● Quoted passage:
——

Dear Terry,
Thanks. This sounds about right regarding the rise of interchangeable
and interoperable moving parts. Again, the issue that I see as
crucial is the development of those parts and their use first in
manufactured objects, second in machines made to manufacture other
objects. As I understand it, the industrial revolution of the 1770s
still required fitters to shape and tool the machines one at a time.
This is different to finished goods fitters in the example of car
doors. This is final adjustment. The cars are made of genuinely
interchangeable and interoperable parts, and they are in great part
made by machines and robots that are also industrially manufactured
and operated by software.
The industrial revolution of the early 1800s involves true
interchangeable and interoperable parts, first for the manufactured
objects, later for the machines that made them. We both agree that
there were earlier mass production systems that made objects, whether
by eye or by mathematical system or benchmark. The distinction I make
is both in the objects and the in the system that manufactures them.
Mass manufacturing of artifacts by different kinds of industrial
molding or mathematical process goes back to the era Klaus noted.
This involved more than bricks. For example, mass produced Greek
amphorae were used in the oil and wine trade. Trademarked firmalampen
lamps were manufactured in the first century AD. (If I'm not
mistaken, the best selling brand was Stromboli.) As you note,
ship-building was another example. Vast parts of the great fleets
must have been mass manufactured -- over 600 Greek ships comprised
the fleet at Salamis, for example, including more than 200 triremes.

——

● Materials provided:

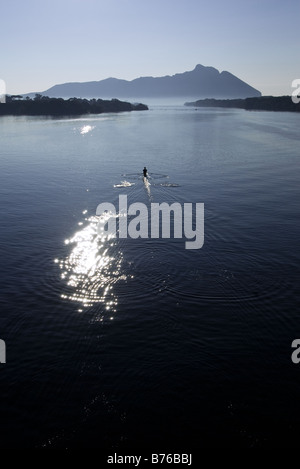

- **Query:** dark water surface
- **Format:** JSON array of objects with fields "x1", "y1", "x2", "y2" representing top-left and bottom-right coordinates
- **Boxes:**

——

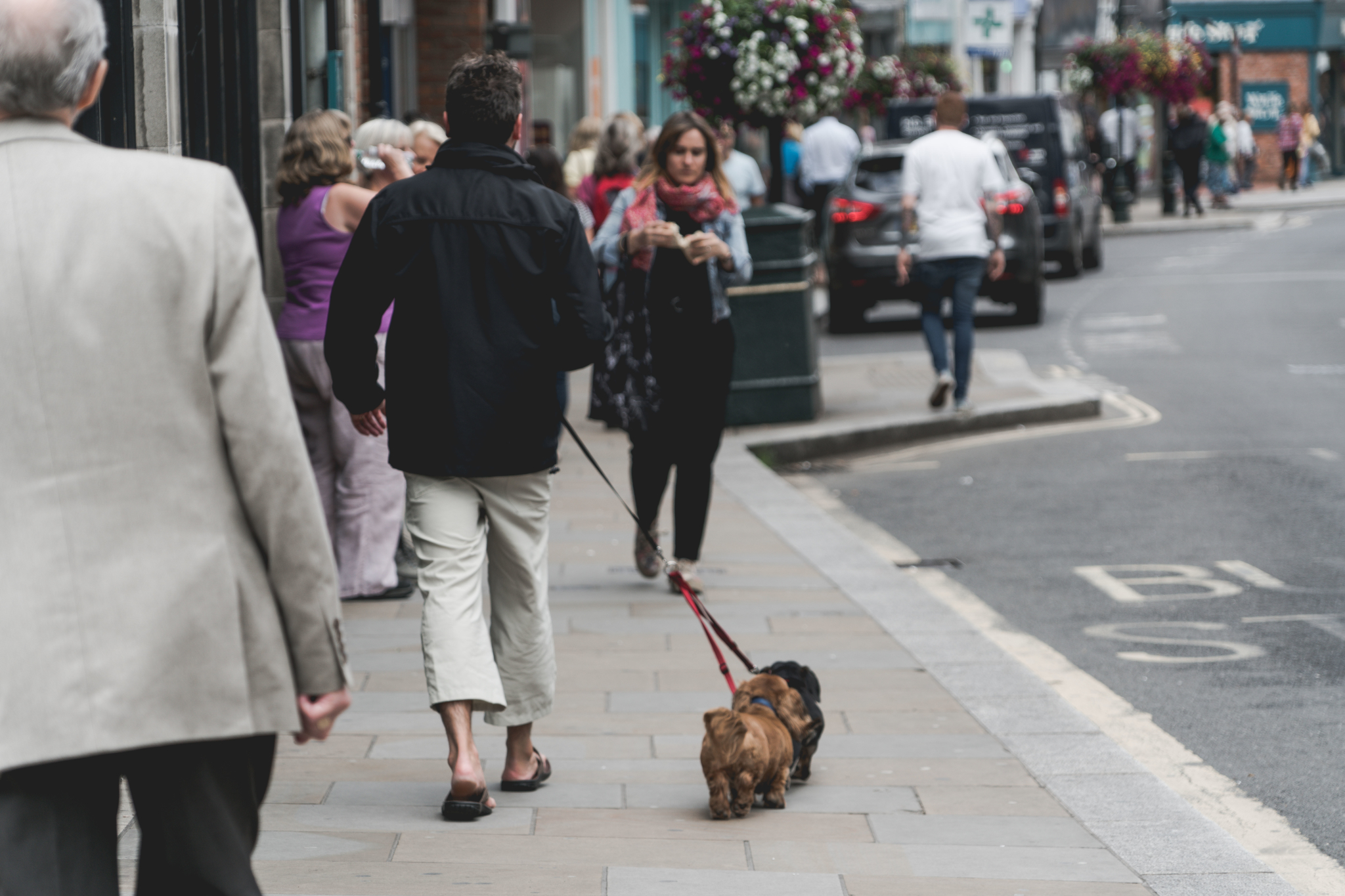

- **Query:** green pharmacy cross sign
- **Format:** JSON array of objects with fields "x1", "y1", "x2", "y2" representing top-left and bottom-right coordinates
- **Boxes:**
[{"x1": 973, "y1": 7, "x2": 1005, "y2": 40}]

——

● Exercise requirements:
1) Copy everything in the letter on interchangeable parts from "This is different" down to "era Klaus noted.".
2) In how many lines of the entries does the string "Query" appear? Give only the number.

● Answers to the tasks:
1)
This is different to finished goods fitters in the example of car
doors. This is final adjustment. The cars are made of genuinely
interchangeable and interoperable parts, and they are in great part
made by machines and robots that are also industrially manufactured
and operated by software.
The industrial revolution of the early 1800s involves true
interchangeable and interoperable parts, first for the manufactured
objects, later for the machines that made them. We both agree that
there were earlier mass production systems that made objects, whether
by eye or by mathematical system or benchmark. The distinction I make
is both in the objects and the in the system that manufactures them.
Mass manufacturing of artifacts by different kinds of industrial
molding or mathematical process goes back to the era Klaus noted.

2) 2